Task 1: Reproduce word for word the part of the clock drawing test passage starting at "The CDT was" and ending at "subarachnoid hemorrhage [14].".
Task 2: Write what comes next in the clock drawing test passage, picking up after its last sentence.

Text shown:
************

The CDT was originally used for diagnostic purposes to screen for dementia [2,3,4,5,6]. Currently, its use has expanded to screen for cognitive impairments in other neurological disorders including hypertension-mediated brain damage [7], focal brain damage in patients with traumatic brain injury (TBI) [8, 9], and stroke [10,11,12,13]. In a retrospective study with TBI patients, results with the CDT demonstrated that patients with subarachnoid hemorrhage, brain edema, parietal, and bilateral injuries had lower scores than patients without a subarachnoid hemorrhage [14].

However, the association between specific errors on the CDT and the location of brain lesions has been controversial [10, 14, 15]. Even though CDT has been associated with parietal lobe dysfunction [14], many studies have found that CDT performance is linked to several brain regions including the left and the right posterior and middle temporal lobe, the right middle frontal gyrus, and the right occipital lobes [16, 17]. Involvement of the parietal-temporal and frontoparietal cortical networks in healthy individuals’ CDT performance has been shown by an fMRI study [16]. In another fMRI study, increased activation was observed in the bilateral frontal, occipital and parietal lobes, supplementary motor area, and pre-central gyrus during the administration of the CDT in healthy aged people [18]. In sum, it seems that CDT employs several different areas of the brain, and its activated regions are not limited to only a single of two isolated areas. This wide activation profile undermines the possibility that the CDT might have some potential to identify the underlying injuries in brain lesion patients.

************

Dataset content:

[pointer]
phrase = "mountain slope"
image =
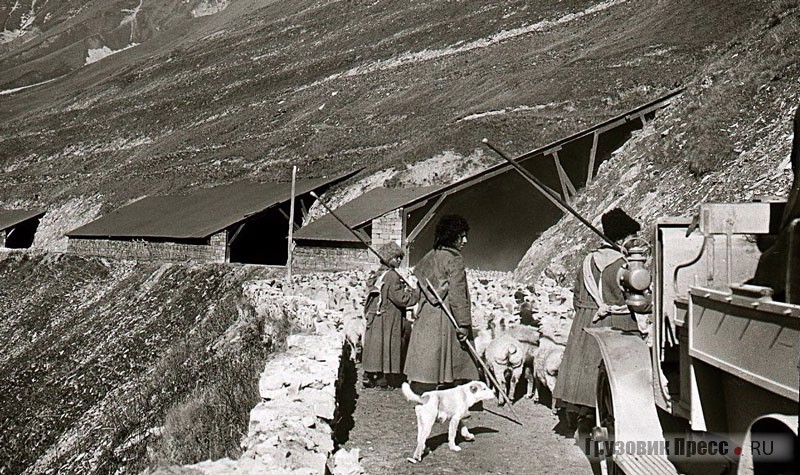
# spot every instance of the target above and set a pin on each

************

Exercise result 1:
The CDT was originally used for diagnostic purposes to screen for dementia [2,3,4,5,6]. Currently, its use has expanded to screen for cognitive impairments in other neurological disorders including hypertension-mediated brain damage [7], focal brain damage in patients with traumatic brain injury (TBI) [8, 9], and stroke [10,11,12,13]. In a retrospective study with TBI patients, results with the CDT demonstrated that patients with subarachnoid hemorrhage, brain edema, parietal, and bilateral injuries had lower scores than patients without a subarachnoid hemorrhage [14].

Exercise result 2:
Complicating this effort is that several different qualitative and quantitative scoring systems have been used to analyze CDT errors [14, 16,17,18,19,20,21]. One of the most commonly used qualitative scoring systems is one advocated by Rouleau and colleagues [22]. On the other hand, quantitative CDT scoring systems like those of Shulman (2000) [23] and Sunderland et al. (1989) [24] have also been advocated. A qualitative analysis of the CDT was able to predict the progression of dementia in non-demented older adults [25]. In that particular study, a regression analysis showed the existence of CDT conceptual deficits that were significantly associated with the progression to dementia 1 year after the initial assessment of cognitive function. On the other hand, Dong et al. (2020) [26] concluded in their study that a combination of the CDT quantitative scores with qualitative observations of the clock-drawing errors provided better discrimination between vascular MCI patients and cognitively normal subjects. However there is a paucity of research using both CDT quantitative and qualitative scoring systems to determine whether the combined scoring systems would be helpful in discriminating between types of neurological disorders or the location of lesions and to our knowledge, none of them have used a machine learning approach.

Machine learning is a powerful tool that has been successfully used in medicine to help in diagnosis [27,28,29,30,31]. This is especially useful when there are complicated scoring systems and no predetermined and distinct differentiating criteria exist to classify the subgroups of patients [32, 33]. We hypothesized that combining the two scoring systems of CDT with a powerful machine learning method could more accurately test the ability of CDT in localizing brain lesions.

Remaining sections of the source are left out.